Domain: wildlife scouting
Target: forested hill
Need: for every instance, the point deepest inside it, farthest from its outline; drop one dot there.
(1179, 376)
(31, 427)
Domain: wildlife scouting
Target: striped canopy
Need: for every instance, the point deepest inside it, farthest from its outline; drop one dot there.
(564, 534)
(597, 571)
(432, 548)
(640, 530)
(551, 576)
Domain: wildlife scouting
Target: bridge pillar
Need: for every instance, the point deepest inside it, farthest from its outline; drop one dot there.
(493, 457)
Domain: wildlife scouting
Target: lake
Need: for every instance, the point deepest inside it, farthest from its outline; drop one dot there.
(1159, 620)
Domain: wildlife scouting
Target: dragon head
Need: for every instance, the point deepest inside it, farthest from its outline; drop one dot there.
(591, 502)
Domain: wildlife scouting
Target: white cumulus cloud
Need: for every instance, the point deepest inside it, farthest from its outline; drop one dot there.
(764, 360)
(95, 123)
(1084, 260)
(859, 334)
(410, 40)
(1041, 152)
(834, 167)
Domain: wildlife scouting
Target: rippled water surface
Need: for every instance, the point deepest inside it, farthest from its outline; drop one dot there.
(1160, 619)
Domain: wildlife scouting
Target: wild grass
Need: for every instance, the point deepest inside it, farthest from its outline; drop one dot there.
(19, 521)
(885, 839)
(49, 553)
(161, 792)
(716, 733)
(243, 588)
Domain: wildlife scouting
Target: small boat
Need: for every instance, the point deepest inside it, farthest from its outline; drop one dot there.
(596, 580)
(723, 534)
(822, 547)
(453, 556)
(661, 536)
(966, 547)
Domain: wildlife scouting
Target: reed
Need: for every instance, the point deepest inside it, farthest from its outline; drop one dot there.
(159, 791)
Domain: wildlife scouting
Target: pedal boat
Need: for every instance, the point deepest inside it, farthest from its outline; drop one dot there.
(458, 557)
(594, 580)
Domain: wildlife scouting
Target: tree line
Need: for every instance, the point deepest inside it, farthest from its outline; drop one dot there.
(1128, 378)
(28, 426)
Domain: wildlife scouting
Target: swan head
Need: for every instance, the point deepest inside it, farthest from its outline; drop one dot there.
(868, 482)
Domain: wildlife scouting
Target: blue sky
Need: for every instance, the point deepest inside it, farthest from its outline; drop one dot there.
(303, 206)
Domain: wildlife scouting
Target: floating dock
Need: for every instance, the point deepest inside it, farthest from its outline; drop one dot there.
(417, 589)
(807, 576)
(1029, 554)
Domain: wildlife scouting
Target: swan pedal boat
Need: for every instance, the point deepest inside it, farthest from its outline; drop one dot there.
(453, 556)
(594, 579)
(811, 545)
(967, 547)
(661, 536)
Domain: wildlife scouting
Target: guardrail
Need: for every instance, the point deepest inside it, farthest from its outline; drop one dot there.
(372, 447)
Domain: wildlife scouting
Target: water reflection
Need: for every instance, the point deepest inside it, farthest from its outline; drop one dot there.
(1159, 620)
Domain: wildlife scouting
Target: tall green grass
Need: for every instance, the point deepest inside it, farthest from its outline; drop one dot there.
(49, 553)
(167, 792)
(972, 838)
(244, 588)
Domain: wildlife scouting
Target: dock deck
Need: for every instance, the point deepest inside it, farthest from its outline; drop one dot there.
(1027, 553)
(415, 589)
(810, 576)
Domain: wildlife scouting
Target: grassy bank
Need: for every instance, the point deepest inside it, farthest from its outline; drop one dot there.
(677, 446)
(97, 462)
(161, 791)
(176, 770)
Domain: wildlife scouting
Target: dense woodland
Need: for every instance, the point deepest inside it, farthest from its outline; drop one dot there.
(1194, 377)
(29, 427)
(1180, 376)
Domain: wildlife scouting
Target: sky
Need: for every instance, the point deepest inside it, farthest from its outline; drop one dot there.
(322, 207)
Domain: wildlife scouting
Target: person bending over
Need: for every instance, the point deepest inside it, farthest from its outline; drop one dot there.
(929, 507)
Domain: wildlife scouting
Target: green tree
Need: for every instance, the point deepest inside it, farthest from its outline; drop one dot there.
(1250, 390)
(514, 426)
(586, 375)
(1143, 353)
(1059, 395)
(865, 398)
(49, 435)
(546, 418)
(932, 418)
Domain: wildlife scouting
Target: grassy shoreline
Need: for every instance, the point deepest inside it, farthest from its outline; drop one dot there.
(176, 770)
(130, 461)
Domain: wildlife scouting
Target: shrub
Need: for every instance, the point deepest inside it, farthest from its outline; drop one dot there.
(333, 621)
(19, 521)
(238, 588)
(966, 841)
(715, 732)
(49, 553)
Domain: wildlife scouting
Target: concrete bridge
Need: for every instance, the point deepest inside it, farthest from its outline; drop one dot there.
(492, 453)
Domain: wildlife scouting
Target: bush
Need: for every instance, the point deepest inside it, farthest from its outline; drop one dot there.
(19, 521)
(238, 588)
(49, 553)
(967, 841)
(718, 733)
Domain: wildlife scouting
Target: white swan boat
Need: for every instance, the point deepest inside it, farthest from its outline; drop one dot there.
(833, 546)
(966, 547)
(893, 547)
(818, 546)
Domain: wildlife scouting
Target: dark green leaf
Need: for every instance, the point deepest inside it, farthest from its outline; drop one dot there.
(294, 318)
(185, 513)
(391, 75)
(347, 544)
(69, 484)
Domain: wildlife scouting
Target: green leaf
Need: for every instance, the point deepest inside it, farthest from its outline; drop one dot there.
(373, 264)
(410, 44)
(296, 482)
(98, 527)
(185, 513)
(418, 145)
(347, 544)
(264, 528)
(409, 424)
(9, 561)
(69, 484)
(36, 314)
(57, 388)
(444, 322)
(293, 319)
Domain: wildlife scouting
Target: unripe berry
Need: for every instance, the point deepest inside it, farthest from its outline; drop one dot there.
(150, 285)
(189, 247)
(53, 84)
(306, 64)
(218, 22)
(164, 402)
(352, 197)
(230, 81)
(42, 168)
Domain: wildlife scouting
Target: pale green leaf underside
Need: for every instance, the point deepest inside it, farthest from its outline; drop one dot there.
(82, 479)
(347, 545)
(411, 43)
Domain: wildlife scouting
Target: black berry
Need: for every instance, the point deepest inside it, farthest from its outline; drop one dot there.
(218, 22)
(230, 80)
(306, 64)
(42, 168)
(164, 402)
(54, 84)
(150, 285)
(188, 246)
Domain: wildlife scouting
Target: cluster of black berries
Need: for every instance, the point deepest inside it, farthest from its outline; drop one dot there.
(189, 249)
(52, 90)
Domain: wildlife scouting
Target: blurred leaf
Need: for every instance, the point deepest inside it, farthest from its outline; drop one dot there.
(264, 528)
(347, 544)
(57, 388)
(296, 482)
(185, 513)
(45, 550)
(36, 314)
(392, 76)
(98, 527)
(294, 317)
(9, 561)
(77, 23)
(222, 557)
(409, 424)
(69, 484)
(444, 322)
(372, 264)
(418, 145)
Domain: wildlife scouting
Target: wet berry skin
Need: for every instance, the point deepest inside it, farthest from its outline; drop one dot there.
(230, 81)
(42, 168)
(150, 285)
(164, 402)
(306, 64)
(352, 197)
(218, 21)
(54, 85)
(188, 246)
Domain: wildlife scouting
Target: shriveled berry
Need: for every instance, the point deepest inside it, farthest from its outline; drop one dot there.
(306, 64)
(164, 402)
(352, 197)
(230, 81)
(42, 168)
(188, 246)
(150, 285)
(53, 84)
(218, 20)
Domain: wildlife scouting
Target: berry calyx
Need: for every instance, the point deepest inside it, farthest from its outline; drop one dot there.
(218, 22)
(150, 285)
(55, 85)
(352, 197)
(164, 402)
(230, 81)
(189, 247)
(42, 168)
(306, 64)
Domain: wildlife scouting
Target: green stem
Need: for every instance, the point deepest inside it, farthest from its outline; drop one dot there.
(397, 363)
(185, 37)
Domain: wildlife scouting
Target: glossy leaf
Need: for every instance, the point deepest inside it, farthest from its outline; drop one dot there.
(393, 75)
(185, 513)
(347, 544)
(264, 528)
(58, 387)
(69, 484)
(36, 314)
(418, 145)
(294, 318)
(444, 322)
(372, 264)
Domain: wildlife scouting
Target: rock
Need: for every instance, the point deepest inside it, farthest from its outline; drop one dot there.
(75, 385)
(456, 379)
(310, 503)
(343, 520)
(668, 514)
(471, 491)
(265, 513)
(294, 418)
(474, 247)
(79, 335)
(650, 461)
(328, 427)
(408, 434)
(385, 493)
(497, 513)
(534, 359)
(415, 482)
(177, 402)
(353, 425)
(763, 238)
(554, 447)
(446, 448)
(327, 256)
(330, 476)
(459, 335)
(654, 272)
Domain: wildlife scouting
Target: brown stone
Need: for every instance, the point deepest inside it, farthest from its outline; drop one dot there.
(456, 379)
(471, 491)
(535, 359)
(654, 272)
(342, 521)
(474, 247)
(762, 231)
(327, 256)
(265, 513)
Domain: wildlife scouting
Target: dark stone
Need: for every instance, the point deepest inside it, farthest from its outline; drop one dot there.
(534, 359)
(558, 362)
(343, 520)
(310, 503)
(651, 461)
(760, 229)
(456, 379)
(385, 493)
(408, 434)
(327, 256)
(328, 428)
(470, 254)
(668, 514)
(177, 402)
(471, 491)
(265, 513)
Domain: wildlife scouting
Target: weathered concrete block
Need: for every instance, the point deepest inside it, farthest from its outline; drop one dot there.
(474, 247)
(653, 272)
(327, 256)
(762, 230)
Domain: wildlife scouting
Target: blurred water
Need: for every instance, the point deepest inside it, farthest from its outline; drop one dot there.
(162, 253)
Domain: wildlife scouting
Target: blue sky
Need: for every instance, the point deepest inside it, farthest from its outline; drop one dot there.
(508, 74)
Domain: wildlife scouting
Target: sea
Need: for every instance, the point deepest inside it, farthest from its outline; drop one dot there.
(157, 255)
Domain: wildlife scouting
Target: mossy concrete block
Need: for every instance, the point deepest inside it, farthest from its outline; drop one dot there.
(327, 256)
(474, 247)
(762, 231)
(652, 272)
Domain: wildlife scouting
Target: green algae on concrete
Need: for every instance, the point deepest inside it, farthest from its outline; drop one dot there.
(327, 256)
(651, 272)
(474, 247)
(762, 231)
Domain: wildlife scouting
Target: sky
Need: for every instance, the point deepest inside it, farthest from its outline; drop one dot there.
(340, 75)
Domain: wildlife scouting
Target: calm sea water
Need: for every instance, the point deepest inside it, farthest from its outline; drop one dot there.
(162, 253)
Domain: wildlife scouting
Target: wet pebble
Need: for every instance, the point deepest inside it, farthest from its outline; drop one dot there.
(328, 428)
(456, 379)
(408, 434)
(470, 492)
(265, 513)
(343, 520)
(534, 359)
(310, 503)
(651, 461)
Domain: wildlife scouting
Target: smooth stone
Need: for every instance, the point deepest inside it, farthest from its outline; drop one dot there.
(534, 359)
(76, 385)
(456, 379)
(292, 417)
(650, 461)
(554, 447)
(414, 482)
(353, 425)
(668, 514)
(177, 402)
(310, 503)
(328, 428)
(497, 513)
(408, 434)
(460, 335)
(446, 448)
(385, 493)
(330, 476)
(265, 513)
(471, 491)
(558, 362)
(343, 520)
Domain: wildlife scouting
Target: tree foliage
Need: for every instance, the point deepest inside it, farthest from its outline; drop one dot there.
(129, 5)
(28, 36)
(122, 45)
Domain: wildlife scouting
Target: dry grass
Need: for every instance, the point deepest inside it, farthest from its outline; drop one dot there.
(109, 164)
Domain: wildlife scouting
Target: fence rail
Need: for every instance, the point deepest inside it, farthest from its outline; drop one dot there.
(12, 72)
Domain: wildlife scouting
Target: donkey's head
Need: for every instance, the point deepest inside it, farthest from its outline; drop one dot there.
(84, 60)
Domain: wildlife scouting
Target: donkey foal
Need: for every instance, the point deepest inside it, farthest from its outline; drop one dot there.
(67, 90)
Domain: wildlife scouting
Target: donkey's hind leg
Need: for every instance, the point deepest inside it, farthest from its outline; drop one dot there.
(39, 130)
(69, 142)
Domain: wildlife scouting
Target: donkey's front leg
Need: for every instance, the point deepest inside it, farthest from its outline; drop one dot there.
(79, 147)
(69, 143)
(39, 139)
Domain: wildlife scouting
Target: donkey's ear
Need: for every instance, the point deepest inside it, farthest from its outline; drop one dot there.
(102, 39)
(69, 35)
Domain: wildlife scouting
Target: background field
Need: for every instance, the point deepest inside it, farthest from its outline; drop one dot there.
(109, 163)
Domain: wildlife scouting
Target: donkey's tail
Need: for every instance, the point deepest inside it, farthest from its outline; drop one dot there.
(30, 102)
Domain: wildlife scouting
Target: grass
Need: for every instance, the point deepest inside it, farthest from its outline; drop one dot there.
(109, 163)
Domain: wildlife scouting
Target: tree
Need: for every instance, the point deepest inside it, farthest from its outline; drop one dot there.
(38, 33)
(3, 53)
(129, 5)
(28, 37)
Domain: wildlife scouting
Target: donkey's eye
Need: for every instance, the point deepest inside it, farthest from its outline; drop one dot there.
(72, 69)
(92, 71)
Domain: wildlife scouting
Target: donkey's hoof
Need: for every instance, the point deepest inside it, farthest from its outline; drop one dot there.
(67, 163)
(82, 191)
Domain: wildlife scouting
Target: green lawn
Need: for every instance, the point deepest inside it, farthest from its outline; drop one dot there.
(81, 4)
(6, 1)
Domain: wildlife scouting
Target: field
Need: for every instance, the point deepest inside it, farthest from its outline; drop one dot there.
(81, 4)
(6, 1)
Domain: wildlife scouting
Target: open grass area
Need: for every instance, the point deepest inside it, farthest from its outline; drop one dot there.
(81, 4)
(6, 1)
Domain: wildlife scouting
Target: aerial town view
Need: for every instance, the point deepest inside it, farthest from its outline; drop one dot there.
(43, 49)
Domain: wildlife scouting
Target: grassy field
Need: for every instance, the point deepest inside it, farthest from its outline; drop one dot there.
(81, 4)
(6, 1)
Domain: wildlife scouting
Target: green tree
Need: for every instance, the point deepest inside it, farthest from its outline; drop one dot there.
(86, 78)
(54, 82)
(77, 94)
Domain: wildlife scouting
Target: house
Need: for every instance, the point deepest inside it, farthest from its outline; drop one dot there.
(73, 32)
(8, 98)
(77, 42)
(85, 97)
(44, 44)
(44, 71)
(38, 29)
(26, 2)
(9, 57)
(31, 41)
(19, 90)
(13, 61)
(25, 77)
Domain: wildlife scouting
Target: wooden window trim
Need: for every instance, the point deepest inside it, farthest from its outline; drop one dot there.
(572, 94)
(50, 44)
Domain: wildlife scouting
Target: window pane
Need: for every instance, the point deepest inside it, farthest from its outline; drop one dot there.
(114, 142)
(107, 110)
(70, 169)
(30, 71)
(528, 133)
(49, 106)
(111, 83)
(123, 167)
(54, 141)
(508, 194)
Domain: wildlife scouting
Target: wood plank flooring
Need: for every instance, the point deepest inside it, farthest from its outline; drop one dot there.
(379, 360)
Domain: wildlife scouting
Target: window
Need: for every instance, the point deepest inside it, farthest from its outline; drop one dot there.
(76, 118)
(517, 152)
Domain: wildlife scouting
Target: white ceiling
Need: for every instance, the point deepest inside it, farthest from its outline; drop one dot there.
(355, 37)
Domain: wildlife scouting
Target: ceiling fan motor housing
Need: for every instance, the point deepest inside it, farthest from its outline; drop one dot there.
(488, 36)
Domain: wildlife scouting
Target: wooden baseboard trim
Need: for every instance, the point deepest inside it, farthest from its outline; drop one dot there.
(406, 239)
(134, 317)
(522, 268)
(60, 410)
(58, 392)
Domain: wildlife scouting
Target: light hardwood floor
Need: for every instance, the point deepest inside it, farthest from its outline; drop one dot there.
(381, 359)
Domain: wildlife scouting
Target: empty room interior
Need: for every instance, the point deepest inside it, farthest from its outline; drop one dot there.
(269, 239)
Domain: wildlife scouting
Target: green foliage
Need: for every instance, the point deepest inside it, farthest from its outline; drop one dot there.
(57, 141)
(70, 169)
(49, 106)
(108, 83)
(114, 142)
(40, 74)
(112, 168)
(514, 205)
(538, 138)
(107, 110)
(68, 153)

──────────────────────────────

**WHAT NEEDS TO BE DONE**
Rewrite the records from the start through the line containing "(1160, 619)", requests included, and scale every point coordinate in the answers by 1.85, rounding to whole numbers with halves rounded up.

**RESPONSE TO THIS EXERCISE**
Domain: wildlife scouting
Target: forested hill
Need: for every instance, the point deepest inside it, farthest from its outline; drop one dot there.
(2181, 696)
(57, 790)
Domain: wildlife scouting
Target: striped canopy
Need: for every instance, the point deepest inside it, farthest from its outline; drop one dot there.
(1043, 988)
(1104, 1056)
(799, 1014)
(1184, 981)
(1019, 1066)
Domain: wildlife scouting
Target: bridge pillar
Need: for every instance, the point deepest inside it, farthest from its outline; drop one dot there.
(912, 845)
Domain: wildlife scouting
Target: lake
Need: for every instance, the point deepest inside it, farthest from its outline; drop one dot there.
(2144, 1147)
Domain: wildlife scouting
Target: dragon head
Need: for every instance, the point deepest inside it, farthest from its outline; drop one dot there.
(1093, 929)
Domain: wildlife scouting
Target: white cumulus cloud
Need: for every instance, the point deepest inside it, farthest from its outline; drop one dot there.
(1413, 666)
(176, 228)
(2005, 481)
(1589, 618)
(759, 74)
(1926, 281)
(1543, 309)
Domain: wildlife scouting
Target: rippled water surface
Need: for every instance, the point deepest inside it, farthest from its outline; drop one dot there.
(2146, 1145)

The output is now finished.